# TRECHO FORNECIDO
--
Reinaldo, eterno ídolo do Atlético Mineiro, esteve em Caratinga. Ele conversou com o DIÁRIO e falou sobre um período de sua carreira, mostrando que além de craque com os pés, é também com as palavras
CARATINGA – Entre sexta-feira (20) e sábado (21), o Clube Atlético Mineiro promoveu uma peneira no estádio Doutor Maninho. E Reinaldo, o maior ídolo da história do clube, fez parte da comitiva. O ‘Rei’, como é conhecido, conversou com exclusividade como o DIÁRIO. Nessa entrevista, ele falou de sua carreira e mostrou ainda opiniões contundentes, provando que além de craque com os pés, é craque com as palavras.
A entrevista aconteceu no saguão do Vinds Plaza Hotel, graças ao intermédio de Jorge Mixidinho. Foi ele que agendou esse bate-papo. E por volta as 18h de quinta-feira (19), Reinado surgiu, de camisa branca, calça preta, boné e máscara. “A coisa tá feia, a gente tem que usar máscara”, disse. Cordialmente ele cumprimentou tocando os punhos das pessoas que ali estão. Recordou de uma amistoso contra o Caratinga nos anos 80, que ficou empatado em 2 a 2, onde ele fez um gol. Também falou sobre Zico, “é meu fã”. Na sequência, sentou-se no sofá e começou a conversar.
Com voz serena, falou sobre o período de 1971, quando chegou ao Atlético, até 1982. Claro que o tempo urgiu e nossa entrevista durou 13 minutos e 33 segundos. Não deu pra falar sobre toda sua carreira. Mas deu pra percebeu que José Reinado de Lima, nascido em Ponte Nova em 11 de janeiro de 1957, está de bem com a vida. Afinal ele é o ‘embaixador’ do clube que tanto honrou em campo. E convenhamos, não existe ninguém melhor para essa função do que ele.
Qual o motivo de sua vinda à Caratinga?
Viemos para fazer observações de alguns garotos, porque o Baiano (técnico de futebol) trabalha na categoria de base do Atlético e temos esse radar para ver os jogadores não só em Minas, mas como em todo o Brasil. Desta vez a gente vem à Caratinga e depois em Conceição de Ipanema com o objetivo de observar garotos com idade de 11 a 15 anos, identificando a qualidade e talento desses jogares, o Baiano vai conduzir esses jogadores para categoria de base do Atlético. Eu participo como coordenador. A esperança é muito grande. Sou próximo daqui e sei que a região tem bons jogadores. Já joguei aqui em Caratinga e então a gente espera ter bastante surpresa, bastante alegria com os meninos e se Deus quiser, a gente pode tirar um garoto para ser futuramente um ídolo Galo. Então, é uma alegria estar aqui para fazer esse trabalho.
--
# Linhas de um conjunto de dados
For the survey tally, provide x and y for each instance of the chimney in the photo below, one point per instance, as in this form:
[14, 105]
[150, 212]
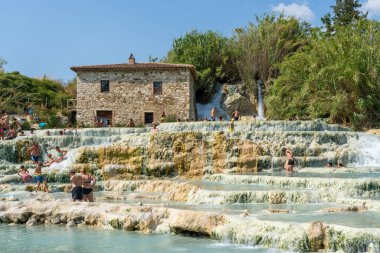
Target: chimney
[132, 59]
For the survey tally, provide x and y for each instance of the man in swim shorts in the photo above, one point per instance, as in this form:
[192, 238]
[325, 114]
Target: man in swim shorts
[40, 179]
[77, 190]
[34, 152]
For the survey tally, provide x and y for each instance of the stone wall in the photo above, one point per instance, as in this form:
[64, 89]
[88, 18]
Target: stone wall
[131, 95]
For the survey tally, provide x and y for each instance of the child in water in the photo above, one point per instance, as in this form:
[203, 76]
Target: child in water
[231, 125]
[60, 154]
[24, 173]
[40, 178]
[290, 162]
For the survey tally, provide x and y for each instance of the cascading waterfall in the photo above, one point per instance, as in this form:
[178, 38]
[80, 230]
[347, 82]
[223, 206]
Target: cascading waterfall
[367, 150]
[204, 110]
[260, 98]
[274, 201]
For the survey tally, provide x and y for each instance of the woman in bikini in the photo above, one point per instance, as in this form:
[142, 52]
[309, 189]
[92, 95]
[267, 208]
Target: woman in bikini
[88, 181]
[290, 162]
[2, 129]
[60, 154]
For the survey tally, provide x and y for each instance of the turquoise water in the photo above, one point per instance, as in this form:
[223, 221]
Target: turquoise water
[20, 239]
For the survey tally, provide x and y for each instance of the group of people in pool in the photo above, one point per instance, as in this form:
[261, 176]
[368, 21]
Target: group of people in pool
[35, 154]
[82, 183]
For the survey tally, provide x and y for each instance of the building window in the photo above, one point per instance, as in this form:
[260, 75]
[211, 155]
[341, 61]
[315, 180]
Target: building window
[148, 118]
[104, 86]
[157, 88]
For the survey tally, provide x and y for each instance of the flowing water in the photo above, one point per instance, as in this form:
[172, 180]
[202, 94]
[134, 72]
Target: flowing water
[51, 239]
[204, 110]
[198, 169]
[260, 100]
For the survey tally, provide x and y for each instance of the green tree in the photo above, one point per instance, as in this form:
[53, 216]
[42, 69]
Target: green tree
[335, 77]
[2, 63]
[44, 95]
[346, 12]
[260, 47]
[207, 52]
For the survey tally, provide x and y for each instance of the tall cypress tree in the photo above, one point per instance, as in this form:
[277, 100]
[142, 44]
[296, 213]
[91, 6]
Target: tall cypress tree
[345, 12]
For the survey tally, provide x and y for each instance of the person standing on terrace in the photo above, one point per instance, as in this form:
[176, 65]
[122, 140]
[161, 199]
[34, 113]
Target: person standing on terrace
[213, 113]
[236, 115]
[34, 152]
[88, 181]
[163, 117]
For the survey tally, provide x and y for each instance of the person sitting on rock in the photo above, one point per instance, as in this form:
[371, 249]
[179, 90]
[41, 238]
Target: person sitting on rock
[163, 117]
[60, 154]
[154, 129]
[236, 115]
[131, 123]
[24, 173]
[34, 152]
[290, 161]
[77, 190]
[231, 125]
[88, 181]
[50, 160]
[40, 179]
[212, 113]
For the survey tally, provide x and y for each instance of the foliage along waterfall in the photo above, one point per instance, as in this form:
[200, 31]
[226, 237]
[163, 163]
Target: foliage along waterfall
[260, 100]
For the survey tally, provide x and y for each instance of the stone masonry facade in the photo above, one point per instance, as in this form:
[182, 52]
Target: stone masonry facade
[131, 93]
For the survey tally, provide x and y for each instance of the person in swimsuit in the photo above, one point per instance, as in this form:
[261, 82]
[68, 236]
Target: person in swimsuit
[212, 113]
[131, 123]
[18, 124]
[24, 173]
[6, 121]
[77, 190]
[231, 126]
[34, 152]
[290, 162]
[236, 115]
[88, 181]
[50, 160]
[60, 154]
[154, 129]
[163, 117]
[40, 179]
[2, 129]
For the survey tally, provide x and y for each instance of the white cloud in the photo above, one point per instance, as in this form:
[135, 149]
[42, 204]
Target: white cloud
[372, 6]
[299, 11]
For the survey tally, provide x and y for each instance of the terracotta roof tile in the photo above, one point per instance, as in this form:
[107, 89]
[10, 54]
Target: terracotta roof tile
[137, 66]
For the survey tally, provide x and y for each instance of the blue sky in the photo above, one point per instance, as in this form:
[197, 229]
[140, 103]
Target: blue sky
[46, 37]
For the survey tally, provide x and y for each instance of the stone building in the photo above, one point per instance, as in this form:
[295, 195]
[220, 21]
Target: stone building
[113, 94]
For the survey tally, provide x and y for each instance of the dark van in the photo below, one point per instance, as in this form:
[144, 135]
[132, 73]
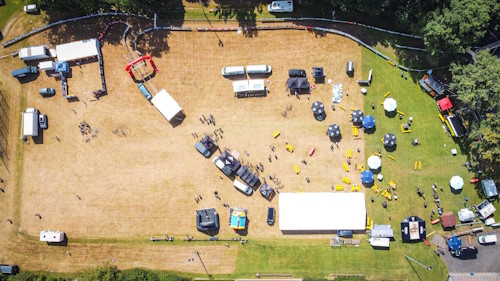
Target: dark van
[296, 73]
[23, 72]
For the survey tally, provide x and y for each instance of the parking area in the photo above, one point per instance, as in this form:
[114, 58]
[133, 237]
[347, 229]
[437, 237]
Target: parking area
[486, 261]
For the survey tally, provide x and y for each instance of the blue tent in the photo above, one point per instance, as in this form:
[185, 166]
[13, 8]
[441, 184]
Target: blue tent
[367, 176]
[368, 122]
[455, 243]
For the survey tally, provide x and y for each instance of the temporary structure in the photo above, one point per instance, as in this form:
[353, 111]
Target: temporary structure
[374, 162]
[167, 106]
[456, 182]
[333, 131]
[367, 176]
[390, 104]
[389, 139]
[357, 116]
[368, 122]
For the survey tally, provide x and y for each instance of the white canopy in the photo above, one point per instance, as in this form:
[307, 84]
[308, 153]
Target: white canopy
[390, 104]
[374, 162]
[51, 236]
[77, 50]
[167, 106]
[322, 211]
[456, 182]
--
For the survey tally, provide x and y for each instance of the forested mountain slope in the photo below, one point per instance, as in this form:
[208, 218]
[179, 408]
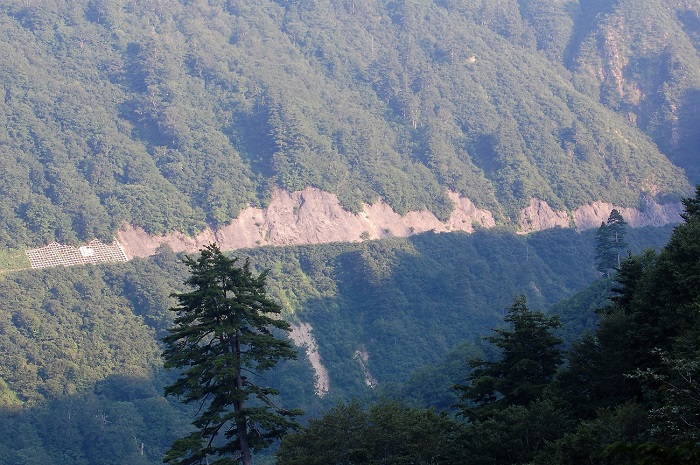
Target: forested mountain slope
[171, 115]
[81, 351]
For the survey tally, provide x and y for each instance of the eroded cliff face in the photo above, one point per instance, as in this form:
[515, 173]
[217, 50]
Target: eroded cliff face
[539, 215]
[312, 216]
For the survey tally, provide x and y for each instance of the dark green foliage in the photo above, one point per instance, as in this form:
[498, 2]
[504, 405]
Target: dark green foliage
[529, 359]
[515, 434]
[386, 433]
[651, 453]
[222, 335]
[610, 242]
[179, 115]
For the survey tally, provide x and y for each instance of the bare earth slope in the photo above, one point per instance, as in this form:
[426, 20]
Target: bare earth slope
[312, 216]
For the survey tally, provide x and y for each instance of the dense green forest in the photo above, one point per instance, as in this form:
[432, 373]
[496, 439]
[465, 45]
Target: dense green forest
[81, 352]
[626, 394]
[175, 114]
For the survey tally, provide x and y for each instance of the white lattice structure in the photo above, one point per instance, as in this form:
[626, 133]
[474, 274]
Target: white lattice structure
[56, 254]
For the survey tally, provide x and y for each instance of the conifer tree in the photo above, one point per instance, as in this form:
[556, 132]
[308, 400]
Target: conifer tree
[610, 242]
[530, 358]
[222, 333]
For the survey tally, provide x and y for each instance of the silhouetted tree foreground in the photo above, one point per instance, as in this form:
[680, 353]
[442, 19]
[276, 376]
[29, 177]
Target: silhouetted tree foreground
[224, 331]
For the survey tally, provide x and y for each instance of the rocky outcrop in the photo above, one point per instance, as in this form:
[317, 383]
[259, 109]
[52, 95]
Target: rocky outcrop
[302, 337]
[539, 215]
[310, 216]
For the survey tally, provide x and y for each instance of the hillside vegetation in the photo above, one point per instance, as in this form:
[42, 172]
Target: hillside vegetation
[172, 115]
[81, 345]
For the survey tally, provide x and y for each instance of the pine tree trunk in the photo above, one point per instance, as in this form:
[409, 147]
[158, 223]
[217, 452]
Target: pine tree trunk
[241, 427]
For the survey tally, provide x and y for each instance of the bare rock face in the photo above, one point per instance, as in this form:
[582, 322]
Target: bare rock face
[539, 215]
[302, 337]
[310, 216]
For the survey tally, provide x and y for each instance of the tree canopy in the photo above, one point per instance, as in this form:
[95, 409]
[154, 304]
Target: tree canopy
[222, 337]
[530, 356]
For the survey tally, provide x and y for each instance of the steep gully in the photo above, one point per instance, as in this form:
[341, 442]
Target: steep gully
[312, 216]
--
# TAREFAS A REALIZAR
1. Informe quantas linhas das entradas contêm a palavra "tile". Responda apenas com o número.
2. Dê prosseguimento à entrevista com Reinaldo, retomando logo após a última frase apresentada.

# RESPOSTAS POR TAREFA
1. 2

2.
E como foi sua peneira?
A minha peneirada foi ferro-quente, porque saí de Ponte Nova e fui indicado para fazer o teste no Atlético. Cheguei no dia 8 de setembro de 1971 para fazer o teste na categoria juvenil. Por coincidência o treino foi na Vila Olímpica, só que foi contra o profissional, o time que foi campeão brasileiro de 1971. Estava chegando e fiquei na reserva. Aí nos 20 minutos finais do treino que eu entrei, então fiz gol, dei dribles, dei caneta (risos). Terminando o treino o Barbatana e o Telê, que era o técnico do profissional, me chamaram e falaram ‘vai em Ponte Nova buscar os documentos e assinar o contrato’ (risos). Então foi um teste muito rápido, 20 minutos.
Você falou dos dribles que deu em sua peneira. As pessoas diziam que você estava a três segundos antes dos zagueiros em raciocínio. Como era isso?
Na preparação o jogador em sua posição apoia-se num tático. Exemplo, o ponta vai no fundo e a gente sabe onde a bola vai. Eu observava muito o marcador, o adversário. Quando a bola estava chegando, se o adversário vinha a gente tocava a bola, se não vem, dominava. Então os beques chegavam atrasados e ficava mais fácil.
Já que mencionou o Barbatana, vamos falar daquele time de 1977. Você foi o artilheiro daquele campeonato com 28 gols, recorde que perdurou durante muito tempo, e até hoje sua média de gols é a maior em um campeonato brasileiro. Como foi formado aquele time?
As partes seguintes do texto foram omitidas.